◆ TASK TO CARRY OUT
Answer these questions using the film review below.
1. What does zombie Kat use on her neck wound to keep her head from falling off?
2. What dollar figure does the review give for Grindhouse?
3. Who directed Killer Condom?

◆ SOURCE TEXT
--- START ---

The kicker here is that zombie Kat proves a far more popular dancer than her living counterparts, even if she occasionally has to use a staple gun on her neck wound to keep her half-severed head from falling off. Lee’s sniffing around some serious questions about the deadening aspects of female objectification, and as the rest of the club’s gals line up to get themselves zombie-fied so that they might appeal more to the boys, we’re just seeing a logical absurdist extension of boob jobs, collagen implants, botox and the long sad tradition of women mutilating themselves to be “pretty.” (Jameson’s pre-zombie close-ups alone underline this subtext, as she’s had enough awful plastic surgery lately to render herself nearly unrecognizable.)

It’s funny that this flick should appear almost exactly a year after the failure of Grindhouse, as Robert Rodriguez and Quentin Tarantino’s $100 million monument to garbage culture was sorely lacking the subversive inquiry that makes this sort of schlock stand out. Tarantino and Rodriguez offered a megabudget wax museum, whereas Zombie Strippers is the real deal. The ad campaign might suggest shades of Grindhouse, but Lee’s film is far more closely aligned with the little-seen 1996 oddity Killer Condom, in which director Martin Walz used a hungry, toothy prophylactic attacking bathhouses as a barely disguised allegory for political and public indifference to the initial outbreak of AIDS. Seriously.

--- END ---

◆ INFORMATION SUPPLIED
--- START ---

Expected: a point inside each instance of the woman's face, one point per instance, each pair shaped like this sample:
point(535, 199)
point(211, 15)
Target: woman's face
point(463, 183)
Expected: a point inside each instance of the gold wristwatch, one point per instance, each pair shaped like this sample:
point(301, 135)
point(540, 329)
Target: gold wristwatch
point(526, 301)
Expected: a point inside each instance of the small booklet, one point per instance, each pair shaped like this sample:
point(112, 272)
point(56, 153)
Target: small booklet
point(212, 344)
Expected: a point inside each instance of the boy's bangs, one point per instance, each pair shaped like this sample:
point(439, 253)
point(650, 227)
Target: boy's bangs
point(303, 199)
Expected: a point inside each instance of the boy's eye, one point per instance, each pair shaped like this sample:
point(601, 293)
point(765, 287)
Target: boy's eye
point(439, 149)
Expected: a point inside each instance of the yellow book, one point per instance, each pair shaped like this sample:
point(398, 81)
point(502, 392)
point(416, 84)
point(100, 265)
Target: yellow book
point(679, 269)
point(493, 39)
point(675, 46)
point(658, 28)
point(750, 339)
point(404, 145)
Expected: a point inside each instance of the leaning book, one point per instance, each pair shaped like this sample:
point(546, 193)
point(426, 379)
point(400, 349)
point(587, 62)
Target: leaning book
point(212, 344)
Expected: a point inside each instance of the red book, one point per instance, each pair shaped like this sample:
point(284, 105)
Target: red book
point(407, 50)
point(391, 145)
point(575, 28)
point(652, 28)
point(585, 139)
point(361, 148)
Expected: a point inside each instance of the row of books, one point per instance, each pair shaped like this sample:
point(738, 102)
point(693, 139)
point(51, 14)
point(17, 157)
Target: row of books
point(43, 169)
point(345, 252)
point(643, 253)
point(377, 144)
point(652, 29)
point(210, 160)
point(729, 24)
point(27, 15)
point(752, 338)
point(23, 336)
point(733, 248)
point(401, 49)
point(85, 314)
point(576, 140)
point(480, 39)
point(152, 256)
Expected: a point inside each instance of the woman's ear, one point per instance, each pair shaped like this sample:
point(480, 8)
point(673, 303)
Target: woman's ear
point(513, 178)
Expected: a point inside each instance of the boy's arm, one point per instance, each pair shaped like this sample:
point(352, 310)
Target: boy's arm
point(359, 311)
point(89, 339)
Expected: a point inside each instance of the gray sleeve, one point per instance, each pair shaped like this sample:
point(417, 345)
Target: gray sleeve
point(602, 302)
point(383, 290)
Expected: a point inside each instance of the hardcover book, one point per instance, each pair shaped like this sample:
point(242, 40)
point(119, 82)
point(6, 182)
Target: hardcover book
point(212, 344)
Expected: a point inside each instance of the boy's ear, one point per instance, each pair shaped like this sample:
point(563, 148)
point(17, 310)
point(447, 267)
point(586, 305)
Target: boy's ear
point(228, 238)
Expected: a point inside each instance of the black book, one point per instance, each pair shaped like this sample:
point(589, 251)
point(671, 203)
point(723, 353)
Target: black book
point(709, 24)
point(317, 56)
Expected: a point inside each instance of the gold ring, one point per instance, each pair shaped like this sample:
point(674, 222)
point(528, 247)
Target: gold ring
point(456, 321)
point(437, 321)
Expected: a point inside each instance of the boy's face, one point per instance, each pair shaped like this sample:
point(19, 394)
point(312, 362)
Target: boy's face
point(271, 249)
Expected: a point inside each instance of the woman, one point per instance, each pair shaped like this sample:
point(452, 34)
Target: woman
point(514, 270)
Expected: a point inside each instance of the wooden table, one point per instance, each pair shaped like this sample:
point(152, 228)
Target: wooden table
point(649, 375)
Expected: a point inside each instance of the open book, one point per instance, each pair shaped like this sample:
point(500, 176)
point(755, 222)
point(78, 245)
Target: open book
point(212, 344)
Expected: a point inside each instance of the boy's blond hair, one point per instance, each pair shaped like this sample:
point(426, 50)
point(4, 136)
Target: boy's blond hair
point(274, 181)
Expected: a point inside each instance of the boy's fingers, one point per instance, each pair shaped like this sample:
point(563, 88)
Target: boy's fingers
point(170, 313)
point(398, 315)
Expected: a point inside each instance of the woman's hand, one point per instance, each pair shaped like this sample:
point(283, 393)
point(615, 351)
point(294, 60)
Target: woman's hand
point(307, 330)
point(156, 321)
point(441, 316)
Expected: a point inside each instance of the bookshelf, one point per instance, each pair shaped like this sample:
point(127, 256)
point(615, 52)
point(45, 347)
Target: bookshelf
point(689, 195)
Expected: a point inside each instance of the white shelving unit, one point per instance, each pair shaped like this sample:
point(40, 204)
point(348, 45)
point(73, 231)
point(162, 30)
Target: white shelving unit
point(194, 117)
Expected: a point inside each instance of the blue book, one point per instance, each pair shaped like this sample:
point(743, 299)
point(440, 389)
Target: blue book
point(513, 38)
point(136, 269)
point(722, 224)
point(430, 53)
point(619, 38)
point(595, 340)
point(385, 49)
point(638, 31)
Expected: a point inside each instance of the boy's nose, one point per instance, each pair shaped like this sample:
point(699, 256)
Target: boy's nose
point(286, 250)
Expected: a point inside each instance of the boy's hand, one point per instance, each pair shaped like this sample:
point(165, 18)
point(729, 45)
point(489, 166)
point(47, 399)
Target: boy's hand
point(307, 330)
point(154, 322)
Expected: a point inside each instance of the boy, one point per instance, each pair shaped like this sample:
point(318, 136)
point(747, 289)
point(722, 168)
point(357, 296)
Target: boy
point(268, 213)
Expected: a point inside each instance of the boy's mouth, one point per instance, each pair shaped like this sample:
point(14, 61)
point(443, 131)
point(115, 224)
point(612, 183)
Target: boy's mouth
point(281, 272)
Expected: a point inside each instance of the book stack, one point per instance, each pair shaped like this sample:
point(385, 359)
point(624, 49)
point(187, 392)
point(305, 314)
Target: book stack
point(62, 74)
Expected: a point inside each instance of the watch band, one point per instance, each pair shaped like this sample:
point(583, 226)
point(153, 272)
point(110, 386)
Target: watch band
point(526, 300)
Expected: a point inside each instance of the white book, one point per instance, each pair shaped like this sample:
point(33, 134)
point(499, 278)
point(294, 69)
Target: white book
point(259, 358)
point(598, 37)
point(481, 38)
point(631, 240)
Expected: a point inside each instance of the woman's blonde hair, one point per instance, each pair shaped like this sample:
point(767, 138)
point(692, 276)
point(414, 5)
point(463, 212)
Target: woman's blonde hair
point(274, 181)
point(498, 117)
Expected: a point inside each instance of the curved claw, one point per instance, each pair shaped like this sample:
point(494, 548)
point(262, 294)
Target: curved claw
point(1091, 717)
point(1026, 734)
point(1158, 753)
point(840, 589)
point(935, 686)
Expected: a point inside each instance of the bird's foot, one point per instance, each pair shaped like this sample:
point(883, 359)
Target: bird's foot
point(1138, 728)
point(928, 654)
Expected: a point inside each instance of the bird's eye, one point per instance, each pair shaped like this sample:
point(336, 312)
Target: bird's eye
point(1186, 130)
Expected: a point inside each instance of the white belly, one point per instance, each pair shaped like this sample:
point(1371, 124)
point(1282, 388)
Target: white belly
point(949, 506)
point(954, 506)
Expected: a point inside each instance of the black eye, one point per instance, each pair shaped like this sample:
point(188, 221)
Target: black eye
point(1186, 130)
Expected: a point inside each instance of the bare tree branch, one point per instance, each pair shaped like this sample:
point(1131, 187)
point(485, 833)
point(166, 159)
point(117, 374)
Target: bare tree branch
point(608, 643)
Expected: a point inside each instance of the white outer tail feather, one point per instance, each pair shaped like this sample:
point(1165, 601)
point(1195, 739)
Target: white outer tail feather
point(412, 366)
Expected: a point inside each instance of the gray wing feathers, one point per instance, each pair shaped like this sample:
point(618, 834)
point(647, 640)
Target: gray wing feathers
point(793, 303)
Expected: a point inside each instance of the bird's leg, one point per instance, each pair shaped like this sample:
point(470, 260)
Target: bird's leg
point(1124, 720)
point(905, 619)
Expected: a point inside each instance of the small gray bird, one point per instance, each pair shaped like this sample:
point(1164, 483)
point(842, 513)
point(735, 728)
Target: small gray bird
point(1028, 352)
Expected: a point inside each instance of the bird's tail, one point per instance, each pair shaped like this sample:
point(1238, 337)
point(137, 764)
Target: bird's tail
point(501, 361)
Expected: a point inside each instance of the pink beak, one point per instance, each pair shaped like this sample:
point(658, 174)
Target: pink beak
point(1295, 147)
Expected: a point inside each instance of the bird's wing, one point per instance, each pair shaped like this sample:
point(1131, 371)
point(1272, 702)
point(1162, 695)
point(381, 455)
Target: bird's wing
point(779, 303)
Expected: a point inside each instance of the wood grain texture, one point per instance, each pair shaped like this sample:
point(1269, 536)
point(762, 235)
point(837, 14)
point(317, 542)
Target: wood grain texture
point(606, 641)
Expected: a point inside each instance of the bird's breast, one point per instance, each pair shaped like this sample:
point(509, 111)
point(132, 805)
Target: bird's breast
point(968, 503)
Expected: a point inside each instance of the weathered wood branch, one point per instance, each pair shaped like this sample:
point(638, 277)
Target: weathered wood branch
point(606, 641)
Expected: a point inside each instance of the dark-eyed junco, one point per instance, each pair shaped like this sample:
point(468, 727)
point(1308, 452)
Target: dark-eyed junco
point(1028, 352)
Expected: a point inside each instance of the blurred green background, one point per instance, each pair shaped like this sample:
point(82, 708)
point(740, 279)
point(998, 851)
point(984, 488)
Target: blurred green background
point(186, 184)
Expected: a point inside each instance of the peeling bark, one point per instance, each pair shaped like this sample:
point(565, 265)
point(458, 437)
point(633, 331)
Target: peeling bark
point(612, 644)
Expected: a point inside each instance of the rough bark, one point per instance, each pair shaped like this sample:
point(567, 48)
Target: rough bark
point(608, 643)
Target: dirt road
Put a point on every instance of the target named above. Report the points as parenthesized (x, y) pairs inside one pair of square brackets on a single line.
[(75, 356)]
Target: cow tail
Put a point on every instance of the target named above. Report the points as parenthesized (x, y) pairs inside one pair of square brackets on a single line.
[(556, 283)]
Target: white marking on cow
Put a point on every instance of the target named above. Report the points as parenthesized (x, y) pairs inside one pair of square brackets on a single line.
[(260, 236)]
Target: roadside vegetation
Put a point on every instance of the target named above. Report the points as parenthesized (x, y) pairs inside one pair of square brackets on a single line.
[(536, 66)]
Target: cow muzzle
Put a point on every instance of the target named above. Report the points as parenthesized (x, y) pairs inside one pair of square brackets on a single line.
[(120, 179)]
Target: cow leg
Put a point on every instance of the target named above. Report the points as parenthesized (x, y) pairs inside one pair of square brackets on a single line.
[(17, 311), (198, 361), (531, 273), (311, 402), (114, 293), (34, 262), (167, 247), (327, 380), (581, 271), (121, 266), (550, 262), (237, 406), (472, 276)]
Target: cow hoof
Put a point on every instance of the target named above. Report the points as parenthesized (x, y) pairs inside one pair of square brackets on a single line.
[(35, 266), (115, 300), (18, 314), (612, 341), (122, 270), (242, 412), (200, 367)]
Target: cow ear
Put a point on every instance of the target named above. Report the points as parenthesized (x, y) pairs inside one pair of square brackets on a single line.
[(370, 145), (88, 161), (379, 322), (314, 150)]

--- END ---

◆ FINISHED TASK
1. A staple gun.
2. $100 million.
3. Martin Walz.